- Text block

Why should we write?
I won’t surprise you to know that we are massive advocates for writing here at Booksmith Academy. We love writing in all its forms and for all its purposes, but Kate in particular is passionate about using writing to heal and create a better life, but how?
As a journal therapist I know how beneficial it is to write, even just for a few minutes, every day, but you don’t have to take my word for it, there is plenty of research now. Back in the 1980s James W Pennebaker coined the phrase “expressive writing” which is what we most often refer to as journaling. Expressive writing is that form of writing where we sit down and we allow all our thoughts and feelings to pour out onto the paper. Writing about everything and anything until you can write no more, and even then I would argue you should keep writing.
This form of writing is proven to have benefits, not just for your mental health, but also your physical health. I think most people are aware that when we write things down we are more likely to remember them, which means writing improves your memory. Most people also appreciate that if they allow themselves to write about an upsetting or annoying situation then it helps them to process how they are feeling, and feel a little calmer. But the benefits are much more wide ranging than you might realise.
For example, did you know that writing for just 5-10 minutes a day is proven to lower your blood pressure and reduce anxiety and depression? It’s true, writing calms you down, lowers your cortisol levels and has a profound effect on your mental health.
It is helpful for people with PTSD and other psychological challenges. It improves your overall wellbeing, improves emotional intelligence and can even make you feel more confident.

- Task directions
Reproduce verbatim the stretch of the piece on the benefits of writing from "For example, did" through "your mental health.". The records have no connection to the writing piece.

- Provided records
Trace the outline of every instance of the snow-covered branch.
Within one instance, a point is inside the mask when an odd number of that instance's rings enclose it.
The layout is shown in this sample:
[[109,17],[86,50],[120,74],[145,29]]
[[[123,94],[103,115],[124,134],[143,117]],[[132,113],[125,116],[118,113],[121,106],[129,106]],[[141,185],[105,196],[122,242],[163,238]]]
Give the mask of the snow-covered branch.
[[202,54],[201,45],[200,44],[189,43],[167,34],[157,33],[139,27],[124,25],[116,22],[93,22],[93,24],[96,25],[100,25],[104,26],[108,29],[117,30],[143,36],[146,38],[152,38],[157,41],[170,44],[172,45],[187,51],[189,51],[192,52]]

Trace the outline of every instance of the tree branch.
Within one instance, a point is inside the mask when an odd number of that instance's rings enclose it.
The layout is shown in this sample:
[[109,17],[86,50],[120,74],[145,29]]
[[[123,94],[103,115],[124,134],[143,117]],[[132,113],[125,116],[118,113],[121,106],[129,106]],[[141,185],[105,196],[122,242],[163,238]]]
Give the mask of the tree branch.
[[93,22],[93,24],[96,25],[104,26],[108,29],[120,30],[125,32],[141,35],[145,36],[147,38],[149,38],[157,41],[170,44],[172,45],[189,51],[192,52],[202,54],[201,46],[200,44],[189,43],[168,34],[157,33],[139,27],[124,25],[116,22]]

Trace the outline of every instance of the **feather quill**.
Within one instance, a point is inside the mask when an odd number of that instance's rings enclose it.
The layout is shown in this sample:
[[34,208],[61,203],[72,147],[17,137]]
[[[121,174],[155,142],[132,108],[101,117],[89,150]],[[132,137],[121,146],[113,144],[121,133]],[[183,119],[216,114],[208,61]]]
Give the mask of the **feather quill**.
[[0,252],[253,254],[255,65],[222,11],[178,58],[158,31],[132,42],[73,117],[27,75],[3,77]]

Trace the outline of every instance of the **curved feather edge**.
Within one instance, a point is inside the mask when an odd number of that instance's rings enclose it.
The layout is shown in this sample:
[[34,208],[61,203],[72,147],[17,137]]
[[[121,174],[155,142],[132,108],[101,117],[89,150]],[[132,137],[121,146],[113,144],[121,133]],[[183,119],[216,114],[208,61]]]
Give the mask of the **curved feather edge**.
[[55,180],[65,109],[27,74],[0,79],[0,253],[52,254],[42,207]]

- Answer to the problem
For example, did you know that writing for just 5-10 minutes a day is proven to lower your blood pressure and reduce anxiety and depression? It’s true, writing calms you down, lowers your cortisol levels and has a profound effect on your mental health.